From the entries below, keep only the lines that contain the word "person" and reproduce each of them in full.

* Information provided

──────────────────────────────

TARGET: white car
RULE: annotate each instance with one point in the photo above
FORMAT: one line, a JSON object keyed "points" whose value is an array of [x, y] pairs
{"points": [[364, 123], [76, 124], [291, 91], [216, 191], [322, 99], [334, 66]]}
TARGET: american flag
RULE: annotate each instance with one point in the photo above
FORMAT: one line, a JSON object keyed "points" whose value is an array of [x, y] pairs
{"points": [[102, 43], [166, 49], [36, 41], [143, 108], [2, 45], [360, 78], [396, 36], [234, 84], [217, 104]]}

──────────────────────────────

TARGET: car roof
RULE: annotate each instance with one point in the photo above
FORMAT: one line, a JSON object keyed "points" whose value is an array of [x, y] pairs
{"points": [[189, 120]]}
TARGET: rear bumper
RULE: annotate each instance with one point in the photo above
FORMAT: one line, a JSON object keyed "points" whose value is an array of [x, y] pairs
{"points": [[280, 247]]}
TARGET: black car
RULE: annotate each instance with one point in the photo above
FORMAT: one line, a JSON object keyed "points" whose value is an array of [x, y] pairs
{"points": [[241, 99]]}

──────────────────────────────

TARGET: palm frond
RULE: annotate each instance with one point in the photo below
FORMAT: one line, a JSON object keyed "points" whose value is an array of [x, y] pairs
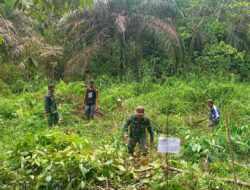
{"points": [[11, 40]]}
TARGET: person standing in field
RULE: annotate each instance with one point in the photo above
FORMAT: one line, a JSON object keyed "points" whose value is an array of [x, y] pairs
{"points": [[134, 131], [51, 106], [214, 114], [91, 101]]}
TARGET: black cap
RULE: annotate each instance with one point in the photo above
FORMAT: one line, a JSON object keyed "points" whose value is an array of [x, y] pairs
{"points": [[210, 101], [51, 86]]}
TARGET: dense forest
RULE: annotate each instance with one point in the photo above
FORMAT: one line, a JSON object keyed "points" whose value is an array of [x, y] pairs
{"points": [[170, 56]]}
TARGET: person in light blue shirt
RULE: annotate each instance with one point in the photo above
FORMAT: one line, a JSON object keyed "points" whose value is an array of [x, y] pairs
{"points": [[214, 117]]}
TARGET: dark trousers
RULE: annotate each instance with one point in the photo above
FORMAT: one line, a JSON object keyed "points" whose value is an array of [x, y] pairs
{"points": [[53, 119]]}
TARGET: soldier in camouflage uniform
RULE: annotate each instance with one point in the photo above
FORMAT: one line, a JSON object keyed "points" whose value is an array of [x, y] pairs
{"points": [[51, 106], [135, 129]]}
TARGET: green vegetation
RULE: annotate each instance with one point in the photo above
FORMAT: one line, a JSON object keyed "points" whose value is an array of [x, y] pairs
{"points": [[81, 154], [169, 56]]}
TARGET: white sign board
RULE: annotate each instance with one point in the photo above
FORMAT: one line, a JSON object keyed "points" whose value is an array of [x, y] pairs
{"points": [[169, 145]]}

──────────────────────────────

* Solution for this task
TARGET: person standing in field
TARGET: person in light blue shirt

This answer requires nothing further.